**MATERIAL FOR THIS TASK:**

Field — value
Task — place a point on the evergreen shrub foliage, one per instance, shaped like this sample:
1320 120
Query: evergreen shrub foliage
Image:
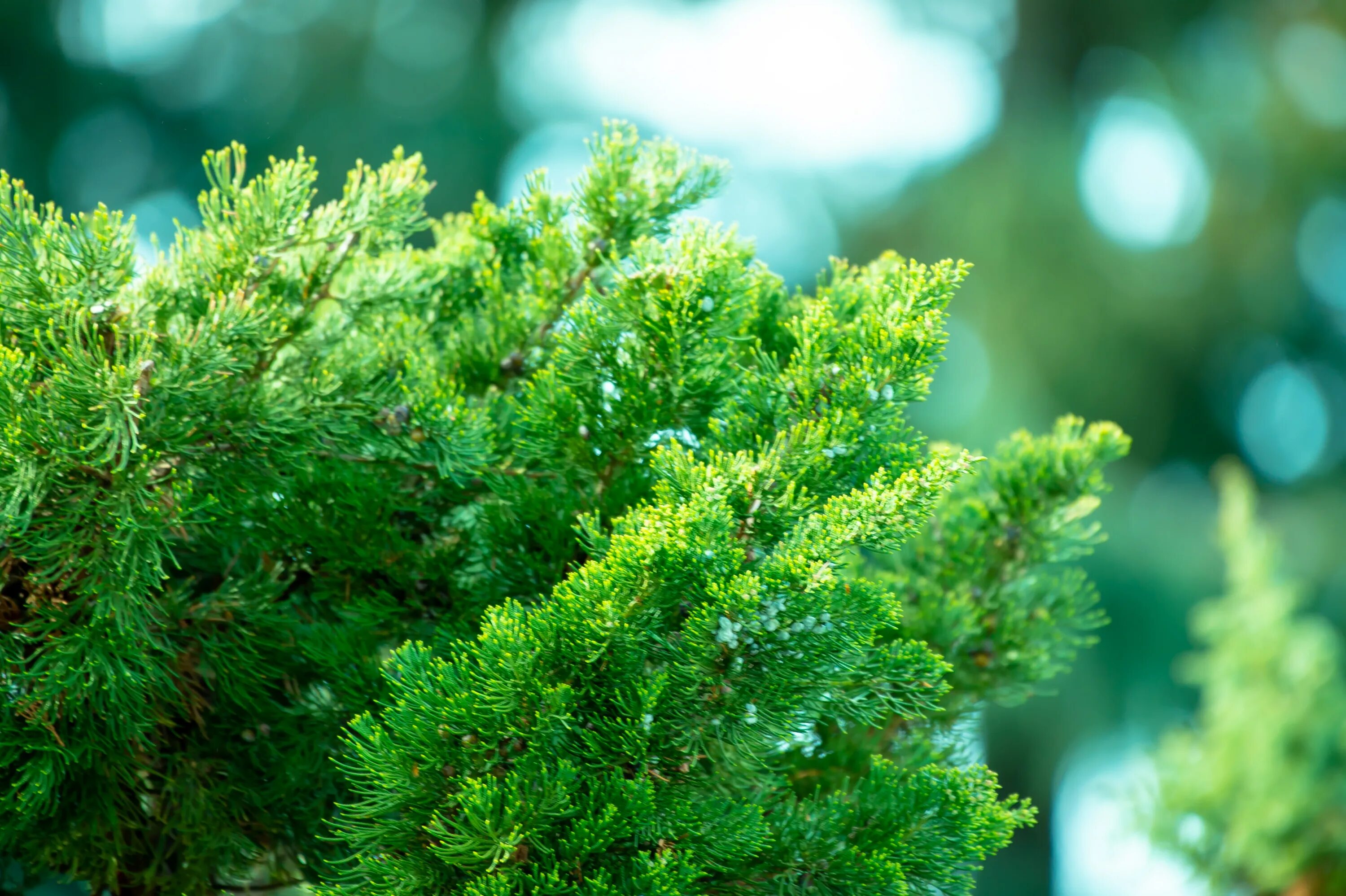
1254 793
589 522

**GOAL:**
Copy every row above word for word, leaving the picture out.

**ANSWER TO THE TASK:**
Field — value
Task — place a point on the evergreen shrub foliage, one per instance, shaped like this sample:
1320 120
Query: evergreen shrub foliage
Image:
1254 793
589 522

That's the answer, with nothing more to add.